To be done. Recast the records from the line holding "the ice cliff" through the line holding "pixel 169 143", both included, as a JSON list of strings with one string per line and blank lines left out.

Records for the task.
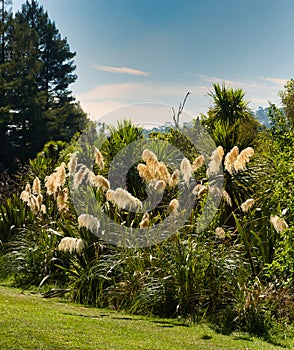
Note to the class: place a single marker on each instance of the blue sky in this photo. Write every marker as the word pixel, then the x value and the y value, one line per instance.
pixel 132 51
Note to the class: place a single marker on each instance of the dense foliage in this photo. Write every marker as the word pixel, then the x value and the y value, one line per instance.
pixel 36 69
...
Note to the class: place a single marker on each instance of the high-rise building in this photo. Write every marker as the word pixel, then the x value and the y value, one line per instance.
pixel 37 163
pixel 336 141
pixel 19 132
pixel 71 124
* * *
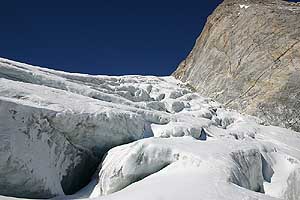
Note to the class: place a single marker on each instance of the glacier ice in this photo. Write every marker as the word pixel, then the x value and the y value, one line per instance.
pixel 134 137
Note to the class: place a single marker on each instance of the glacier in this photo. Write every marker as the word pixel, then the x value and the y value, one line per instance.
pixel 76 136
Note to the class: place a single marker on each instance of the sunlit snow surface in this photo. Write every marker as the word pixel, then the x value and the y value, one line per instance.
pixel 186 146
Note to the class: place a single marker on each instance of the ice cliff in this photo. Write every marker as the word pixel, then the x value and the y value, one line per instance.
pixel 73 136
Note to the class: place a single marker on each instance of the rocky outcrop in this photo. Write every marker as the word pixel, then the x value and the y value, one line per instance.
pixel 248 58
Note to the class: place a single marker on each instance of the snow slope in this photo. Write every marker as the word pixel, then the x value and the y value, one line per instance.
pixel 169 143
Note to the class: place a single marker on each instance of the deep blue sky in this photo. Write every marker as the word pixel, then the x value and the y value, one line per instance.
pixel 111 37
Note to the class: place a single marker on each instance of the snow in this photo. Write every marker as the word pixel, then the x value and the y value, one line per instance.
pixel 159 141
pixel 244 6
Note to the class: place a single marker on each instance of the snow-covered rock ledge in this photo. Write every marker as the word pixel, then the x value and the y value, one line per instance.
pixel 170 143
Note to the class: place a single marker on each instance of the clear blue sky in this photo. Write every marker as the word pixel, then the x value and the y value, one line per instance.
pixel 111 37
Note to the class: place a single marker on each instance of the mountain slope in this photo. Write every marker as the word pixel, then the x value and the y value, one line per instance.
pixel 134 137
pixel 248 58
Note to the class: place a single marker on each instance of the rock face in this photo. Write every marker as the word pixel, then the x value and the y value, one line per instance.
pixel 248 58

Solution to the problem.
[
  "Note to the class: place a single marker on each instance of the ice cliff in this photo. Write every marker as the word pixel, then the x value and the y value, one line per instance.",
  "pixel 73 136",
  "Note to the class: place a single marker on each instance of the rocky outcrop in this photo. Write every marker as the word pixel, then the x value and the y value, one line per instance.",
  "pixel 248 58",
  "Note to the class: place a single marker on each instance of the snow slope in this photo. Write every marker as the word pixel, then the x value and the y value, one line per instance.",
  "pixel 169 143"
]